### Directions
Please repeat, from the entries that follow, the lines from the one containing "<point>16,50</point>" through the one containing "Identify the butterfly hindwing, giving" exactly, adding nothing.

### Data excerpts
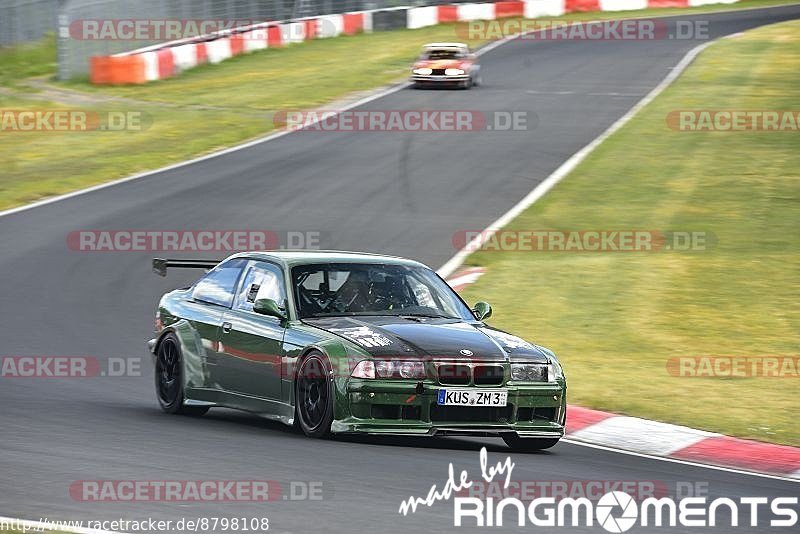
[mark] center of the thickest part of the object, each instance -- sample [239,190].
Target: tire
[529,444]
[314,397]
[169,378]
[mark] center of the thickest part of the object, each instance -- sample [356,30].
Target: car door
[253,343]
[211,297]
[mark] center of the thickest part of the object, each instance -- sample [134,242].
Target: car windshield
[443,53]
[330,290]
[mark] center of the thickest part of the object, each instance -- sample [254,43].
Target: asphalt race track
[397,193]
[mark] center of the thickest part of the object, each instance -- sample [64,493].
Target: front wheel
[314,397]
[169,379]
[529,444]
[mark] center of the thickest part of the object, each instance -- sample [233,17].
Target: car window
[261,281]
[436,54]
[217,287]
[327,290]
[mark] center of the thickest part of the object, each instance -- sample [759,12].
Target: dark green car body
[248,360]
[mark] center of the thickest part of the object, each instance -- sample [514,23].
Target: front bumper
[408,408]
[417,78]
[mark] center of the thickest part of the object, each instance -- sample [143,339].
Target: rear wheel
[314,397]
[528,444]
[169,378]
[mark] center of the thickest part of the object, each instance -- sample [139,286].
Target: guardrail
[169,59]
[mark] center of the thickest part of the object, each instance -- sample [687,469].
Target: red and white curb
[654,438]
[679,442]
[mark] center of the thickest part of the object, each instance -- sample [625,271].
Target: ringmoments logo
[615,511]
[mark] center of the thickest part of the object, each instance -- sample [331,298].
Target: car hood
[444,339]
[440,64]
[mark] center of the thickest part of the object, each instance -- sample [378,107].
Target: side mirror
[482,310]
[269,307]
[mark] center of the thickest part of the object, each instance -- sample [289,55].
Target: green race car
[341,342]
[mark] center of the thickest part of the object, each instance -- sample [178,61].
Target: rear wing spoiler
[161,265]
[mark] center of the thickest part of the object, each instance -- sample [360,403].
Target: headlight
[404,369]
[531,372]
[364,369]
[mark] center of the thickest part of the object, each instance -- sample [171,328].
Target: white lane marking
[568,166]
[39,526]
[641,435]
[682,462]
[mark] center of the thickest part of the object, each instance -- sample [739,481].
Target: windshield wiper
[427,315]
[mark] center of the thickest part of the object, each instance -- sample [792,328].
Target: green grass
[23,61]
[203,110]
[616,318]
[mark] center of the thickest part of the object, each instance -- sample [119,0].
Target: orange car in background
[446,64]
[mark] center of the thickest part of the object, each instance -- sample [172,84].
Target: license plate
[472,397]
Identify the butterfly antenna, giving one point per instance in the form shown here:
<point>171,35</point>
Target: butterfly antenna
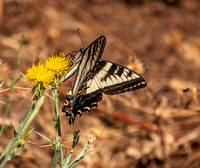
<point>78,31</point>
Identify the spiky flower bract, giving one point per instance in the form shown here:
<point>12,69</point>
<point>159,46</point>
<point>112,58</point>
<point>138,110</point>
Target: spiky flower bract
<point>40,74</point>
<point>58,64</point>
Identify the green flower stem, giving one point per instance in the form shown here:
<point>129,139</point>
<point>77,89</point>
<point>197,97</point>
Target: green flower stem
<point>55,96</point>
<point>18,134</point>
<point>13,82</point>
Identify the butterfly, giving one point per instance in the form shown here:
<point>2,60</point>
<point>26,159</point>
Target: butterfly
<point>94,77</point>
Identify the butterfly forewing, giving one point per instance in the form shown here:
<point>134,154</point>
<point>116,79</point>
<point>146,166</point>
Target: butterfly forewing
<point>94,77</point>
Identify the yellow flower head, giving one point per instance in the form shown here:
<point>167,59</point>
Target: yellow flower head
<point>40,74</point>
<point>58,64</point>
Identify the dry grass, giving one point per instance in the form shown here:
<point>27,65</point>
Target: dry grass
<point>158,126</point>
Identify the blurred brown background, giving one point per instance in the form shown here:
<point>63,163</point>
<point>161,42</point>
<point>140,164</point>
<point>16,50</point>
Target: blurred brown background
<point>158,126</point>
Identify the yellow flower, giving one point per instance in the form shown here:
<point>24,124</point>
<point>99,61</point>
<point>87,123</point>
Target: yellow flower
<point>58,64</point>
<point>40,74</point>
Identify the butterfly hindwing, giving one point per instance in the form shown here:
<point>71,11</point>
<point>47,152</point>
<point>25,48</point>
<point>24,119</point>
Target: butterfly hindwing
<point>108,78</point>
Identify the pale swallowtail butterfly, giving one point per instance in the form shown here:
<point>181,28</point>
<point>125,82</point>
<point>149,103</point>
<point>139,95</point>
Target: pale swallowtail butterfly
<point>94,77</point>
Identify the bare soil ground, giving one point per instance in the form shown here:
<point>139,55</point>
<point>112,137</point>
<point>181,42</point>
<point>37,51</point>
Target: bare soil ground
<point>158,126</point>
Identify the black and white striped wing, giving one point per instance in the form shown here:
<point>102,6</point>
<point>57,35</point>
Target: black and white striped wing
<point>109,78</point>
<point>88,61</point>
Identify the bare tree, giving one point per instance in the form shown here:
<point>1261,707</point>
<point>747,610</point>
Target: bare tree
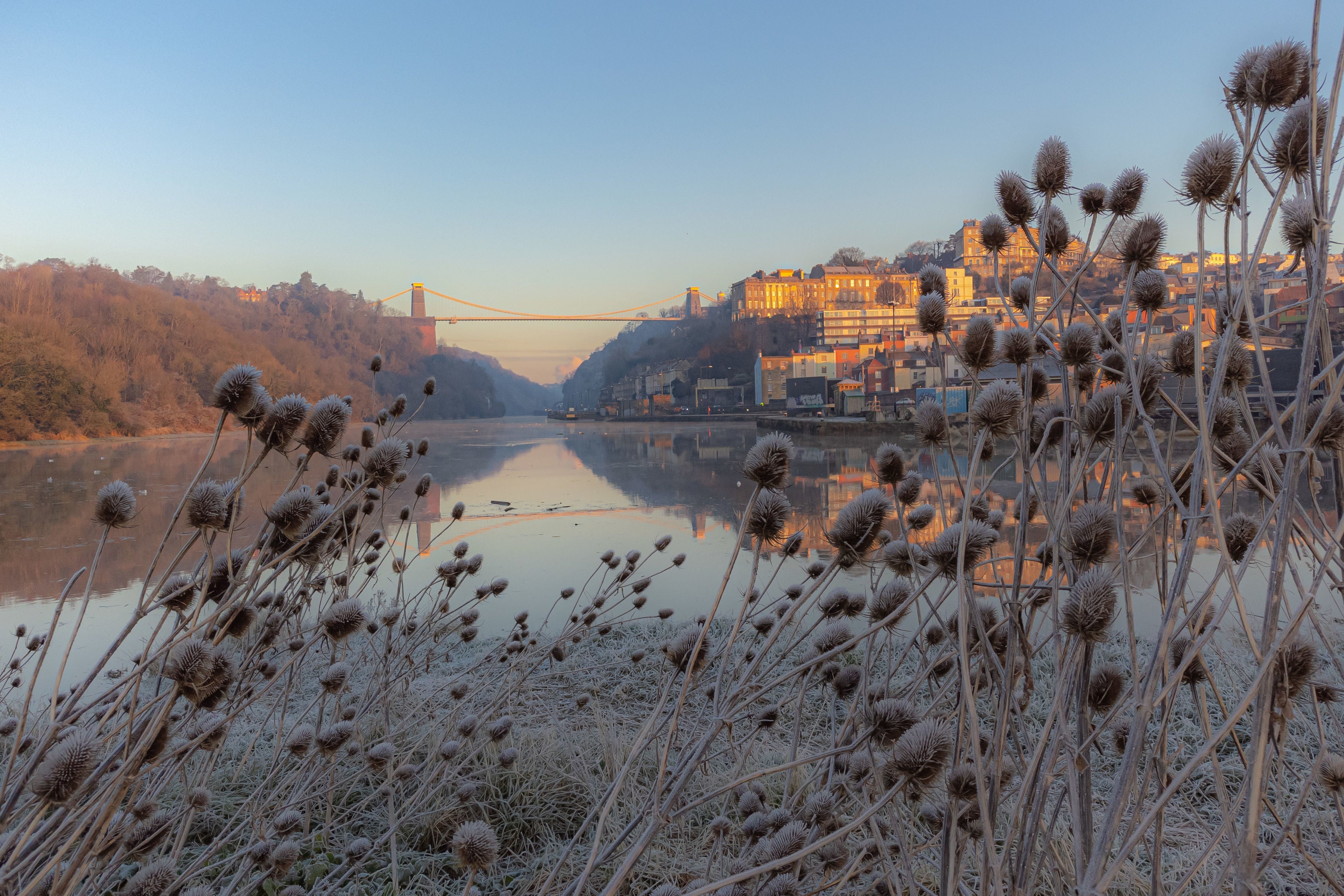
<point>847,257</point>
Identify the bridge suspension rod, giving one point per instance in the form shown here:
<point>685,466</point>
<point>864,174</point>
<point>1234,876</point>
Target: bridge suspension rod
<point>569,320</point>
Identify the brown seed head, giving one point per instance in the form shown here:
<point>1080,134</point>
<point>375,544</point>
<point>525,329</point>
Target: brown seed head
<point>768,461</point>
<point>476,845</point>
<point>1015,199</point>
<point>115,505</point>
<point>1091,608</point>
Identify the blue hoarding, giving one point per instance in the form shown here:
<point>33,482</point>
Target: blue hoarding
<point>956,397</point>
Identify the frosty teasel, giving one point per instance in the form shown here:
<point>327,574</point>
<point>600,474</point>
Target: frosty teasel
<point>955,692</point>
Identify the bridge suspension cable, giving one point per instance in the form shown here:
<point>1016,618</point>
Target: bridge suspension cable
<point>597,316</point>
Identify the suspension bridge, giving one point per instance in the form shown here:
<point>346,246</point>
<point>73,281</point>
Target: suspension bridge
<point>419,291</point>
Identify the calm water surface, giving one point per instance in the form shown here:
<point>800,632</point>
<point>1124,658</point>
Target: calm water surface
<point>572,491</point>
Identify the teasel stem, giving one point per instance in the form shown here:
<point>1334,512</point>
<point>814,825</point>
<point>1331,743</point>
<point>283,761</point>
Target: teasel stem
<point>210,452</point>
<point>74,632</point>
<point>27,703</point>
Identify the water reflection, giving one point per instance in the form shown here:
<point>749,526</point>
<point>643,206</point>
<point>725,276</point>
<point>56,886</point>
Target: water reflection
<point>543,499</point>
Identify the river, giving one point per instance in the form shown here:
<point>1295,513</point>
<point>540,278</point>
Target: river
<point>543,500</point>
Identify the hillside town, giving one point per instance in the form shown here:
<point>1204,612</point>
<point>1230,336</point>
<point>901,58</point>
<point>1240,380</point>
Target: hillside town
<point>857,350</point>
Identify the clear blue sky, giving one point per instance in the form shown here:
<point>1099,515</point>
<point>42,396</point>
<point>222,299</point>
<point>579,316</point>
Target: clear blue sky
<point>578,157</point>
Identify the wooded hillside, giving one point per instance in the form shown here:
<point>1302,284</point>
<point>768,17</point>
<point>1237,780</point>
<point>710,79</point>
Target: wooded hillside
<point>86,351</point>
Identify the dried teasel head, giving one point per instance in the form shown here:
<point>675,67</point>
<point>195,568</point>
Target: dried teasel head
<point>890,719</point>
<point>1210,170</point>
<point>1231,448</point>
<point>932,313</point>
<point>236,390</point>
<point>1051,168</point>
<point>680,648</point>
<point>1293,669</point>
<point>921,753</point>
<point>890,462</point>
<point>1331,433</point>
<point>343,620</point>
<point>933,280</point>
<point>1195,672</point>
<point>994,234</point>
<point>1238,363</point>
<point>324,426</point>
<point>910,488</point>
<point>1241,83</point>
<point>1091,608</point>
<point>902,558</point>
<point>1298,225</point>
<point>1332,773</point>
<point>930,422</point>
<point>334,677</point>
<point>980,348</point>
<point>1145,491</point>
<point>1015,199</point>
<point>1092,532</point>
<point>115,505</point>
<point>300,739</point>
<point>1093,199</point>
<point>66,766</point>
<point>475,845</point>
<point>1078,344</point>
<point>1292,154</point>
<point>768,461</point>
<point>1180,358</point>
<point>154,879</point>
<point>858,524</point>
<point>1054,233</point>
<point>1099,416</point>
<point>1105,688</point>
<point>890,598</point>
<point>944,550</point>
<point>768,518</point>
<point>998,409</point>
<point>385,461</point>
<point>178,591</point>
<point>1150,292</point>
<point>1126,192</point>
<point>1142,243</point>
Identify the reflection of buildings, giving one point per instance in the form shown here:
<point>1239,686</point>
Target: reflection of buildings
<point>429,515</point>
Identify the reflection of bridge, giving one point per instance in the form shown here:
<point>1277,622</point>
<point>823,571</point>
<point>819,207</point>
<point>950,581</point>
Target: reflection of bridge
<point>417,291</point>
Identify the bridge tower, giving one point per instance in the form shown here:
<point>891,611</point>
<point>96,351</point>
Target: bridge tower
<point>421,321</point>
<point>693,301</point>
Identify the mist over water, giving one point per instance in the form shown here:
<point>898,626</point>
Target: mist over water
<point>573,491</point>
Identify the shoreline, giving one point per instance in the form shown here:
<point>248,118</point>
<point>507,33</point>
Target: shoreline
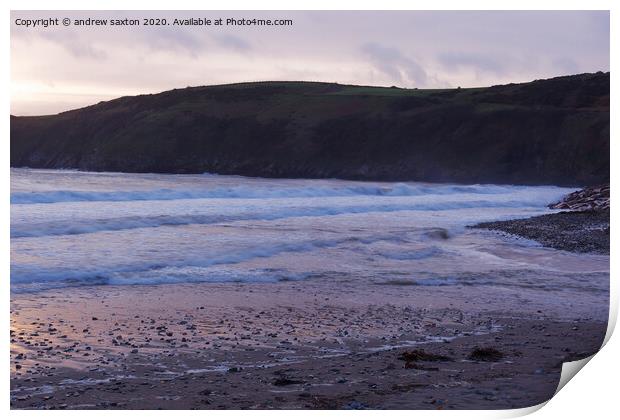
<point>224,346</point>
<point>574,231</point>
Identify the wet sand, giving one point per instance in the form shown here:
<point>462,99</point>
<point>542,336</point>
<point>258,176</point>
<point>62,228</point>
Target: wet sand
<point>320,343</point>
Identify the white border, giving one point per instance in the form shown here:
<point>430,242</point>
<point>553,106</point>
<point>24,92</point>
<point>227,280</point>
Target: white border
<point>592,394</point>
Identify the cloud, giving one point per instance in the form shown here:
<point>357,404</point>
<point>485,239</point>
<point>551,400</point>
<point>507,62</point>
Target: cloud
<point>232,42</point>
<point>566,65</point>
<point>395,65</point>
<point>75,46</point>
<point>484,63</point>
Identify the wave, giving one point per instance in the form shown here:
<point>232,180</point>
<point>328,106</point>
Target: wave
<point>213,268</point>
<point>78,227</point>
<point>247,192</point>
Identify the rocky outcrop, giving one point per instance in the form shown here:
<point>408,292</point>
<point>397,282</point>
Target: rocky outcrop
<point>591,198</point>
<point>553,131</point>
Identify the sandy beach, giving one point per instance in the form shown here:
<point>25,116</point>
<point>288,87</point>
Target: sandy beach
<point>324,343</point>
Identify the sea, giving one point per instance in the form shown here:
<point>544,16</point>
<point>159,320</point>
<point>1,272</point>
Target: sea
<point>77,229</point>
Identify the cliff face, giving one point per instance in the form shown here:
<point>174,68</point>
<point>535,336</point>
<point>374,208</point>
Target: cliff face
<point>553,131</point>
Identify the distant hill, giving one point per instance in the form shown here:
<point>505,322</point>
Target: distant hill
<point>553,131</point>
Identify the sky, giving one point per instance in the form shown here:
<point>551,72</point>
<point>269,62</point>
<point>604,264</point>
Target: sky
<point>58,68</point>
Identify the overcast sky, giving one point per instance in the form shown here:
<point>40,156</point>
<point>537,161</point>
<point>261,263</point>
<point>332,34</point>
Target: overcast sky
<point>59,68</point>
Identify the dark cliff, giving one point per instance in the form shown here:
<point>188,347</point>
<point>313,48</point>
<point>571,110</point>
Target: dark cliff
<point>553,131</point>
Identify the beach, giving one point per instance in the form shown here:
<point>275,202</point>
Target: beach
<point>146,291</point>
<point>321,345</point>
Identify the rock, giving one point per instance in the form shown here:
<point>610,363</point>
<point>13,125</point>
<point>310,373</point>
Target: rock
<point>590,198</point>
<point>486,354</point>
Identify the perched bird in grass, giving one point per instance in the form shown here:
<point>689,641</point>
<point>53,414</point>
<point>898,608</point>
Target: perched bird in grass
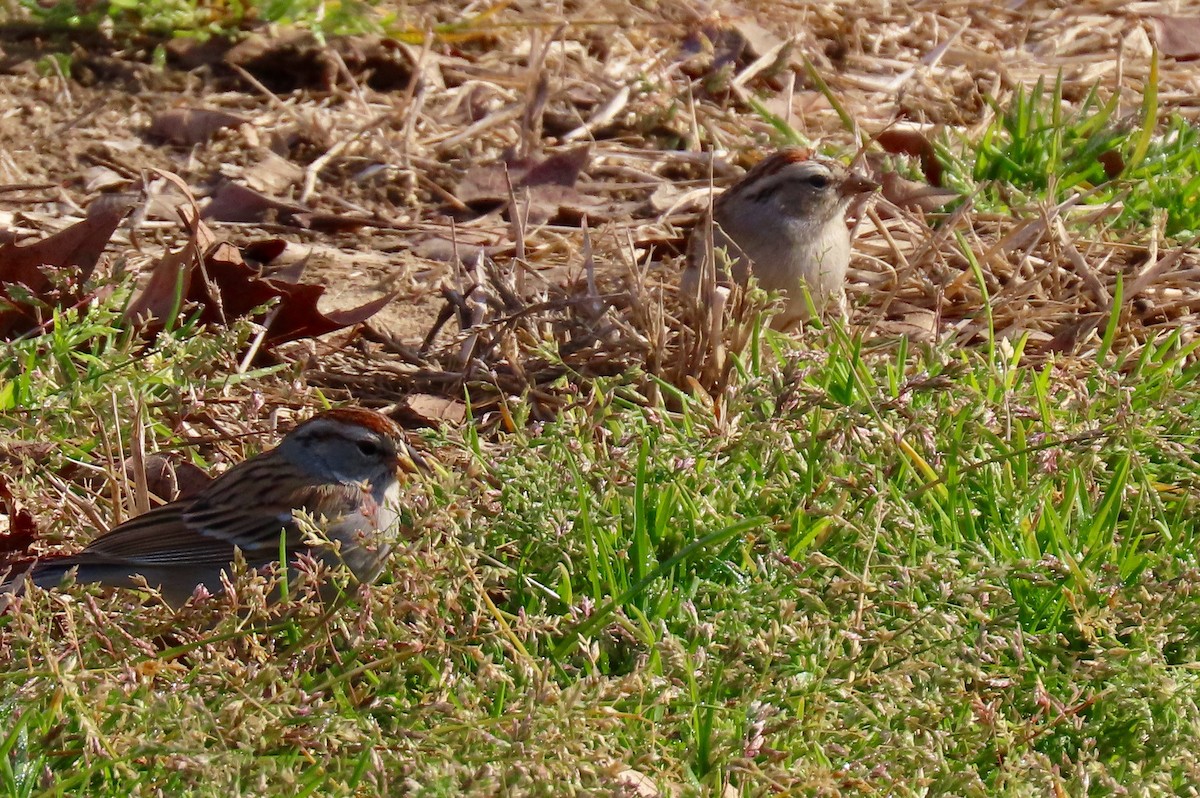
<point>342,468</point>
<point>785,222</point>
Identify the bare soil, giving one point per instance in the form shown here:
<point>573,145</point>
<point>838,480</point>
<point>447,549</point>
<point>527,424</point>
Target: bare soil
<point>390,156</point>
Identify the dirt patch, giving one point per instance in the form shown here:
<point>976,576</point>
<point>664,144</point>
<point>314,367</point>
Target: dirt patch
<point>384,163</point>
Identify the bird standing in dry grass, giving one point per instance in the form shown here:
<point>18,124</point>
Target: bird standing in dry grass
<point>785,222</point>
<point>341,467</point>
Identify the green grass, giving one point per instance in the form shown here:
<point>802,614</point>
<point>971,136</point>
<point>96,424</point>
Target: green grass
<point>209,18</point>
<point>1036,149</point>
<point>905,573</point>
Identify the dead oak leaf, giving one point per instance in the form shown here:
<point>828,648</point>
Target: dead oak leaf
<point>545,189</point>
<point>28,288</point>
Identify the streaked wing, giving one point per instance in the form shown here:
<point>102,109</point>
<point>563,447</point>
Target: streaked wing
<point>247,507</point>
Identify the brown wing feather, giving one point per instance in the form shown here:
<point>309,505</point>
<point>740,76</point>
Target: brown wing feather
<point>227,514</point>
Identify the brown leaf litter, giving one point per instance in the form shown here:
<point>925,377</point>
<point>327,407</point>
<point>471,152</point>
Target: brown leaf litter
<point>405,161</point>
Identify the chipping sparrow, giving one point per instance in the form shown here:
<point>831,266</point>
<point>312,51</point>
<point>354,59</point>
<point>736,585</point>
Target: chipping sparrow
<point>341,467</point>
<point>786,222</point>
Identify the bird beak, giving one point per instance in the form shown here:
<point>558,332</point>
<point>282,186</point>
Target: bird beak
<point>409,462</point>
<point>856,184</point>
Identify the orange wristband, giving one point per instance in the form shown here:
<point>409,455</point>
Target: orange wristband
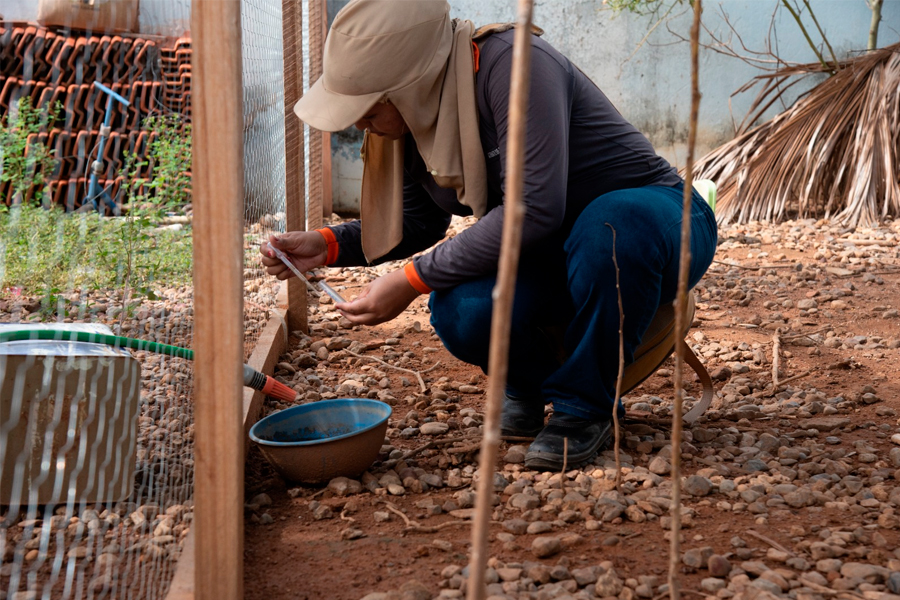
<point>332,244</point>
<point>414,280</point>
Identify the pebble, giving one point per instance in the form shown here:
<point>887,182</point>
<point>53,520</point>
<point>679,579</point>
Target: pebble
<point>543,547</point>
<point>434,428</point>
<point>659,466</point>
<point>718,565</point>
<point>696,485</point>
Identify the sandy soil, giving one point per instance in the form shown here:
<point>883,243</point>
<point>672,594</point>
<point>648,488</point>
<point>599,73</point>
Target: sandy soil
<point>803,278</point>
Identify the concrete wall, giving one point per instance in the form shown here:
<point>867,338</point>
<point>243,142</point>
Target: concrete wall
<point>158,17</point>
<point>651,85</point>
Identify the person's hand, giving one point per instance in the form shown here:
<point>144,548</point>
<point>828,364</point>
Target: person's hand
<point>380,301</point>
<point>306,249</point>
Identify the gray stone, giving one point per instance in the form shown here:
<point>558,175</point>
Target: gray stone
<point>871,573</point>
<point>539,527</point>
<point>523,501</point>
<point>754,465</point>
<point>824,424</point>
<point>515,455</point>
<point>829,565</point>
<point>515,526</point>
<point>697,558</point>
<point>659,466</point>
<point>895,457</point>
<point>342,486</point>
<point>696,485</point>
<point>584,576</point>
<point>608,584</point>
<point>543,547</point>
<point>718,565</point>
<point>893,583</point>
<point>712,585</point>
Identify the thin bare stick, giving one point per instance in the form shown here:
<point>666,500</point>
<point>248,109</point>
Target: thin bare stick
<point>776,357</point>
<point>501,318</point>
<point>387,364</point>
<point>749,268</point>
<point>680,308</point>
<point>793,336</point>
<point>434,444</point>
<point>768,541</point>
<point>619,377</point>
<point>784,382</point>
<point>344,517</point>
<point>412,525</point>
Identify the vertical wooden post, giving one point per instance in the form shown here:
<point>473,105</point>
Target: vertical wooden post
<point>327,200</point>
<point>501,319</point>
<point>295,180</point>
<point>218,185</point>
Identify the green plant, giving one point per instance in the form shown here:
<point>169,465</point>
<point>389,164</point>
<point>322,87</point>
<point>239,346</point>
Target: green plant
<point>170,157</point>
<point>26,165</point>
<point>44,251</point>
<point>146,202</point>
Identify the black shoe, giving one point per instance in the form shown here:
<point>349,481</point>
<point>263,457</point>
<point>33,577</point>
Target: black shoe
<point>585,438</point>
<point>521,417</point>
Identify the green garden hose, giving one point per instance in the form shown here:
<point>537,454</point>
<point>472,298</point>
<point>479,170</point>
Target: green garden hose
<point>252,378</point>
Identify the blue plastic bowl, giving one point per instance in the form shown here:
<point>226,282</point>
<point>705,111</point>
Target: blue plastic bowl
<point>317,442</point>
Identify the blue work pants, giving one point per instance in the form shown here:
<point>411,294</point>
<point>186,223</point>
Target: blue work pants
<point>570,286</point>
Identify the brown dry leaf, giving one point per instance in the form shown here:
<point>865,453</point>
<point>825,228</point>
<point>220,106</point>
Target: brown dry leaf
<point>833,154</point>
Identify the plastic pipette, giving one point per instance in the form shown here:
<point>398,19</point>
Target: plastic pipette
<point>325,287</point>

### Solution to the problem
<point>16,50</point>
Target: blurred brown background
<point>158,126</point>
Identify the yellow flower, giving one point per instance in the form shown here:
<point>24,124</point>
<point>99,61</point>
<point>87,123</point>
Target: yellow flower
<point>58,64</point>
<point>40,74</point>
Identify the butterfly hindwing, giving one point per instance in the form shown here:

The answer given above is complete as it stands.